▶ **Exercise directions**
Nothing is to be left out: repeat every entry exactly as given.

▶ **Record set**
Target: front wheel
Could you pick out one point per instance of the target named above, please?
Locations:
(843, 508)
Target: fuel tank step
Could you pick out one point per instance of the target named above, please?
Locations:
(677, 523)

▶ **Expected answer**
Target: front wheel
Could you pick out one point per instance of the target named above, please?
Locations:
(843, 508)
Target: fuel tank step
Could you pick out one point per instance of the target named above, please?
Locations:
(677, 523)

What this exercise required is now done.